=== Work required ===
Below this line is the material. Write out only its lines from the one containing "Question. Locate the black" through the one containing "Question. Locate the tree in", both kept, exactly.
::::::::::
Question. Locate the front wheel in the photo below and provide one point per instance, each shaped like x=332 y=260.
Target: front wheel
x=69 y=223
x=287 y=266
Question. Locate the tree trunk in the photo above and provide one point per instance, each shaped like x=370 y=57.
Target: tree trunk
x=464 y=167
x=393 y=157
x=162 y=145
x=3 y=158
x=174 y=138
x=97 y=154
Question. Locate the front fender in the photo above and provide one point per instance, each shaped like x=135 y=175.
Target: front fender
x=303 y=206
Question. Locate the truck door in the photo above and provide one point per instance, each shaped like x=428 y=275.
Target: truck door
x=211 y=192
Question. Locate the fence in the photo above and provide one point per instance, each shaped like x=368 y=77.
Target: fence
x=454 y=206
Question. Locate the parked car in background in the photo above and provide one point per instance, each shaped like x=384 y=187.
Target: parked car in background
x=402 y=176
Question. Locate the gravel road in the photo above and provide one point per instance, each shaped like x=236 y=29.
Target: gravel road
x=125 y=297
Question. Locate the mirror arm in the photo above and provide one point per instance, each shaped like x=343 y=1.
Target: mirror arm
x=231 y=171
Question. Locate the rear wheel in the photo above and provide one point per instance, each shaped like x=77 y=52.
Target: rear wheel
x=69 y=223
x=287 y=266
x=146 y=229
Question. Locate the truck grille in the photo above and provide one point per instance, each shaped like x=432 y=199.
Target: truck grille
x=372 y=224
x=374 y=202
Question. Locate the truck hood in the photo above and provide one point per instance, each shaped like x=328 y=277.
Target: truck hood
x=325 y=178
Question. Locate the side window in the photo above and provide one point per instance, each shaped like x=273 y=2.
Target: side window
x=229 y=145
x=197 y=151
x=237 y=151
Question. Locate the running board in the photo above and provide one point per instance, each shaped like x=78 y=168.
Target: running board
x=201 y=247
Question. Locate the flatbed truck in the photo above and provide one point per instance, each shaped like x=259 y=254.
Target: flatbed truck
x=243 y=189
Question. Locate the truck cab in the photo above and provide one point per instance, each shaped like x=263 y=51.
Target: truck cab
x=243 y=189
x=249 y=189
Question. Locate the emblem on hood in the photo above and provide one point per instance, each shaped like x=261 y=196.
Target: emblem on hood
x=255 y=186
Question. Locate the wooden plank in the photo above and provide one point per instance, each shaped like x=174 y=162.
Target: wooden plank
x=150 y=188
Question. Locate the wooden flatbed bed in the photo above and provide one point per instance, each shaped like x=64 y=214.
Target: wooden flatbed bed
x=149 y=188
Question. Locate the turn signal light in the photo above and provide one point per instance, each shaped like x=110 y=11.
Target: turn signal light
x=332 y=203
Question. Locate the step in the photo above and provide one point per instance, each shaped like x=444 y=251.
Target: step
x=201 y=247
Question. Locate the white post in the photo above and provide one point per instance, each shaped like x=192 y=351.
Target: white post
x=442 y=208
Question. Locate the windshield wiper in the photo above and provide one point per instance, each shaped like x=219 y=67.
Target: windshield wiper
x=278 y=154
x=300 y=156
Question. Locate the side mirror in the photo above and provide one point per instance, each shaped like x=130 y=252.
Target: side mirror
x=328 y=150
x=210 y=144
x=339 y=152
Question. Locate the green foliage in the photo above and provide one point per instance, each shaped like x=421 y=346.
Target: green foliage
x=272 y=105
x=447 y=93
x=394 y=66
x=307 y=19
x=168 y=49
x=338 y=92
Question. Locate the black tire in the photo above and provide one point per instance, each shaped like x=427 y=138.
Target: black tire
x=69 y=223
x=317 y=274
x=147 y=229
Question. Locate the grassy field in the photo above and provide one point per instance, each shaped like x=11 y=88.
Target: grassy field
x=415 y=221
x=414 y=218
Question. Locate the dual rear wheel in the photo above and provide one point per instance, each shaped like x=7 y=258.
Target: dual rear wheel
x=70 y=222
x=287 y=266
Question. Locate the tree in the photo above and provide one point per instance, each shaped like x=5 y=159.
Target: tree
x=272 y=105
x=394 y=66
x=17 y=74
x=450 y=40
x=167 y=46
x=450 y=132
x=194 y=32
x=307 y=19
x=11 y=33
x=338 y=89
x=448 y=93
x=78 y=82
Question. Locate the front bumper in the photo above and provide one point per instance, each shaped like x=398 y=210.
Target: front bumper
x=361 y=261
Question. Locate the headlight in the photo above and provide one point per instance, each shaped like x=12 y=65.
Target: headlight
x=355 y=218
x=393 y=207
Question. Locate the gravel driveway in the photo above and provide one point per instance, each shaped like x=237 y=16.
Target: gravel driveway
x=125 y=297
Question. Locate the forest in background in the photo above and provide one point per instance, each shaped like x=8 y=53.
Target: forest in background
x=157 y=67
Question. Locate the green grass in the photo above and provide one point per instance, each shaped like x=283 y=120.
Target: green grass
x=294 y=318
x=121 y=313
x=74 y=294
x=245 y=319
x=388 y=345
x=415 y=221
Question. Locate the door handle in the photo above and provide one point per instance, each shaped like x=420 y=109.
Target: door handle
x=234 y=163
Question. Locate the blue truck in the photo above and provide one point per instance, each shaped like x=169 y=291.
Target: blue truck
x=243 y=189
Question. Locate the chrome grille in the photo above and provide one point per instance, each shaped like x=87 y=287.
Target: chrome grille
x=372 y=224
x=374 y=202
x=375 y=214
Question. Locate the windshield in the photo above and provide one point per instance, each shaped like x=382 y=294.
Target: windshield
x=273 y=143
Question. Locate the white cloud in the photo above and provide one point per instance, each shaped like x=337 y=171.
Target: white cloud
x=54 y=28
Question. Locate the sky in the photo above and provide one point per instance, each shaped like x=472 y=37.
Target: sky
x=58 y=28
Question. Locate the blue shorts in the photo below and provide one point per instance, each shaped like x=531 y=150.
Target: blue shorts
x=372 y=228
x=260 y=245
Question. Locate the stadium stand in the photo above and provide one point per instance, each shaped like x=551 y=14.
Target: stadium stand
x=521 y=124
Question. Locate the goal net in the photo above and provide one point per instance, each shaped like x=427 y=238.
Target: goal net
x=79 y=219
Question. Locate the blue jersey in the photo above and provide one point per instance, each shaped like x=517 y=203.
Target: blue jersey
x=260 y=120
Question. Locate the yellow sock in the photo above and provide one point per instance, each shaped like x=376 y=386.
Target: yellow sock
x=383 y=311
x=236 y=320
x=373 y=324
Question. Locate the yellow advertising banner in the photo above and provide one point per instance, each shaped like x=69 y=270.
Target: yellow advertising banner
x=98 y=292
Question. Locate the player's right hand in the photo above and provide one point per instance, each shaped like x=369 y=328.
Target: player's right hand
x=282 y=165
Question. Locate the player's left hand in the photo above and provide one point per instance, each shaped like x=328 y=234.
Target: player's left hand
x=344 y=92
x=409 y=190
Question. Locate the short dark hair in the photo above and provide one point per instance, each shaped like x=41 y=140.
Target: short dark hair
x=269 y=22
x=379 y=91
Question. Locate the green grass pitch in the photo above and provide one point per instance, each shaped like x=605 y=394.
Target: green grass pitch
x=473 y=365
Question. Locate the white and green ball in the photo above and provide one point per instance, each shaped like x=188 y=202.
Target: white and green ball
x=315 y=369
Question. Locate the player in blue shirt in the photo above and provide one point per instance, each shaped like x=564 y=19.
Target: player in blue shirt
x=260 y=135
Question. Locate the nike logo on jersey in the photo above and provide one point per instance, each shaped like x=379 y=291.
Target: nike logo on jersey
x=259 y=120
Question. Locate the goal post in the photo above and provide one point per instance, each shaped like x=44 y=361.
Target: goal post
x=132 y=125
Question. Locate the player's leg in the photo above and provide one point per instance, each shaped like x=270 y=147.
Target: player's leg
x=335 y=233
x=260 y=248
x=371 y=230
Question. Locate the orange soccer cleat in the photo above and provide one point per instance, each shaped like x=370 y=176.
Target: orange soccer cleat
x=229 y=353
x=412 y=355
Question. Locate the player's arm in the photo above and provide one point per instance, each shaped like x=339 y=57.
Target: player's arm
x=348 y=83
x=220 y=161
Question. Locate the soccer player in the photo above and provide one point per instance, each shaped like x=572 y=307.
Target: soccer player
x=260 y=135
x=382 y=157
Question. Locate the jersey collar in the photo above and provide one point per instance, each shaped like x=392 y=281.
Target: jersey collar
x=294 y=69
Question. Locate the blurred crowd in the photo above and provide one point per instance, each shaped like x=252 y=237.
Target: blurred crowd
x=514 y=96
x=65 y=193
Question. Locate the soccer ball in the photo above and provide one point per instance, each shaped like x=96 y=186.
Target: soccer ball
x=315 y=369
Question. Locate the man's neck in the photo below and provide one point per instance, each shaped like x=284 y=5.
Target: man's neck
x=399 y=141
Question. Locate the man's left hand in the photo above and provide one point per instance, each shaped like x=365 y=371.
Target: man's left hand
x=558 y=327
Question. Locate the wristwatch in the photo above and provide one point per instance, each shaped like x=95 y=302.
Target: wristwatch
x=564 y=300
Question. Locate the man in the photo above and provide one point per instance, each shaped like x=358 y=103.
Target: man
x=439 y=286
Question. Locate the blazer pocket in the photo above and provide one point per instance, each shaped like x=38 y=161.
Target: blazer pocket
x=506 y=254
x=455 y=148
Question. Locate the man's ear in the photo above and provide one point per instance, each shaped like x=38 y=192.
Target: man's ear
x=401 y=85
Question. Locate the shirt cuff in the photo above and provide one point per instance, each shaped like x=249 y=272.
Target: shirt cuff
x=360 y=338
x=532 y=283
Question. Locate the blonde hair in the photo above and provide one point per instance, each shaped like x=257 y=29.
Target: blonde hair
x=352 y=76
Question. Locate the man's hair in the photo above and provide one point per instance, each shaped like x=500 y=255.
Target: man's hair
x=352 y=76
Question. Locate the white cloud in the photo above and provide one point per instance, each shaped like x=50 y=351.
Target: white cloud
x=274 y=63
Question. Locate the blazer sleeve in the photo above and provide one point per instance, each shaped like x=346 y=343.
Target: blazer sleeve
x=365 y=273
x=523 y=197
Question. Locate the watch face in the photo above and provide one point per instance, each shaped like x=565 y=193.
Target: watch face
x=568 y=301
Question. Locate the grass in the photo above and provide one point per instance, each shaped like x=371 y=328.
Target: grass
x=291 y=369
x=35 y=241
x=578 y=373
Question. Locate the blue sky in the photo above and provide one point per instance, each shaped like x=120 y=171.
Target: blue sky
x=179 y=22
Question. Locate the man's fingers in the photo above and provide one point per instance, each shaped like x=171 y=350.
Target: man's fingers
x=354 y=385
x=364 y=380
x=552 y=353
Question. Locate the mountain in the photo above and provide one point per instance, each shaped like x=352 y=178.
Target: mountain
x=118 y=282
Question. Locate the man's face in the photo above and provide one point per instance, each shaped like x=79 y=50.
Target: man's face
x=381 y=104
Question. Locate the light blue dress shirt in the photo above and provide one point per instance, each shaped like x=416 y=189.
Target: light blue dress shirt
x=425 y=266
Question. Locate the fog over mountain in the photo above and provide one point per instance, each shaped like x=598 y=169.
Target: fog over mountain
::::::::::
=== Output of the exercise ===
Question. Locate the black tire in the photo above and provide one point per instance, each shaped like x=427 y=138.
Target: black tire
x=69 y=223
x=317 y=274
x=147 y=229
Question. Locate the grassy field in the photo above and provide one point per instance, each shaped like x=11 y=88.
Target: grassy field
x=415 y=221
x=414 y=218
Question. Locate the dual rear wheel in the photo above and provide one point per instance, each shaped like x=7 y=258.
Target: dual rear wheel
x=70 y=222
x=287 y=266
Question. Locate the tree in the photo above and provide one point per instance, each shaped like x=5 y=159.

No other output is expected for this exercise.